Shift every bounding-box coordinate by 112 in the part of the entries that opens with the line containing "- **Query**: blurred background" and closes with the line containing "left=452, top=26, right=539, bottom=87", reproducing each line of that part in full, requests included. Add 112 only to the coordinate values of the boxes, and leave the requests and their format samples unchanged.
§ §
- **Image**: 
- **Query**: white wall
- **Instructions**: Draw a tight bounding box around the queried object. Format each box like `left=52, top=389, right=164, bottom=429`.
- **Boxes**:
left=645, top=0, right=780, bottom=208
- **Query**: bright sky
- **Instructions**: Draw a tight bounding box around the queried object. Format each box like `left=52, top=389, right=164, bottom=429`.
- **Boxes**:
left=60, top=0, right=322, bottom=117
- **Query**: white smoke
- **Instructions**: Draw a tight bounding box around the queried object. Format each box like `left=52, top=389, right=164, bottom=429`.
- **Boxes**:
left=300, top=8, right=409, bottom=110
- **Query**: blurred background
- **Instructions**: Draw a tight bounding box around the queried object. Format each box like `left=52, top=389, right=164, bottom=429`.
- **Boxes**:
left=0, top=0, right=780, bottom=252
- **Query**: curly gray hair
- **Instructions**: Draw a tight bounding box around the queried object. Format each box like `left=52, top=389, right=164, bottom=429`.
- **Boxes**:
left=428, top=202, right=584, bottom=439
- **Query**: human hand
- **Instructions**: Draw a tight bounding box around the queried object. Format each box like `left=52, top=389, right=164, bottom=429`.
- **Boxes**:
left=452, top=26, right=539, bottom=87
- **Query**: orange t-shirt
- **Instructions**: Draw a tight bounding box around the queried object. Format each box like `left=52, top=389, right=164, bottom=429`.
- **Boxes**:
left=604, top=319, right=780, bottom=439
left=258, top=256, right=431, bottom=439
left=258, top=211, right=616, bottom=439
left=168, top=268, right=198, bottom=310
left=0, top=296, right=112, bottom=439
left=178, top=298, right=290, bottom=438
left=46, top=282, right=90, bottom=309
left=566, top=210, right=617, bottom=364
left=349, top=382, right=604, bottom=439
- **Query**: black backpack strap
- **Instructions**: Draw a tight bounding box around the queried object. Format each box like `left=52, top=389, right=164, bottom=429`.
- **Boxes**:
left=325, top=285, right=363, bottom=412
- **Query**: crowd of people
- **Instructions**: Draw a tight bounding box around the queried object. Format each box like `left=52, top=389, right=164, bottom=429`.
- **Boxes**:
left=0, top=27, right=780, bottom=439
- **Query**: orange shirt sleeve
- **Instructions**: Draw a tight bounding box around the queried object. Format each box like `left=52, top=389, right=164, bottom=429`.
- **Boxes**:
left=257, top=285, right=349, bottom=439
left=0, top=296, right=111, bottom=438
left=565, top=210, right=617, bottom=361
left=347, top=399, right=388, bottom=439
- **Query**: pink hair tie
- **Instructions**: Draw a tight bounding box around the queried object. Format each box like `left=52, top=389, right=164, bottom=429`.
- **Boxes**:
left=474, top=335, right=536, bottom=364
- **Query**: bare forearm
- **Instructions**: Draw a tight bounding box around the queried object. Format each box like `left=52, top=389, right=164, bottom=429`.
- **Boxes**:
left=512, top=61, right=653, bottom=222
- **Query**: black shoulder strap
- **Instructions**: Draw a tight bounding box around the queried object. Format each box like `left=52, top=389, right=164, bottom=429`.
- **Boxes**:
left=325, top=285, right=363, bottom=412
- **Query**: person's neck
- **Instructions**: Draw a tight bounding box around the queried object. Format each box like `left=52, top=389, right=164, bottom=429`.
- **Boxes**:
§ §
OUTPUT:
- **Query**: blurred background
- **Instructions**: Draw a tight bounding box around the queried object. Format each box like `left=52, top=389, right=164, bottom=429`.
- **Boxes**:
left=112, top=112, right=892, bottom=364
- **Query**: curly gray hair
- **Instructions**: Draw a tight bounding box around the queried object. Format each box like `left=52, top=389, right=164, bottom=429`.
- **Boxes**:
left=540, top=314, right=696, bottom=551
- **Query**: human hand
- **Instructions**: Draw a tight bounding box around the queried object. Format each box like `left=52, top=389, right=164, bottom=429`.
- **Boxes**:
left=564, top=138, right=651, bottom=199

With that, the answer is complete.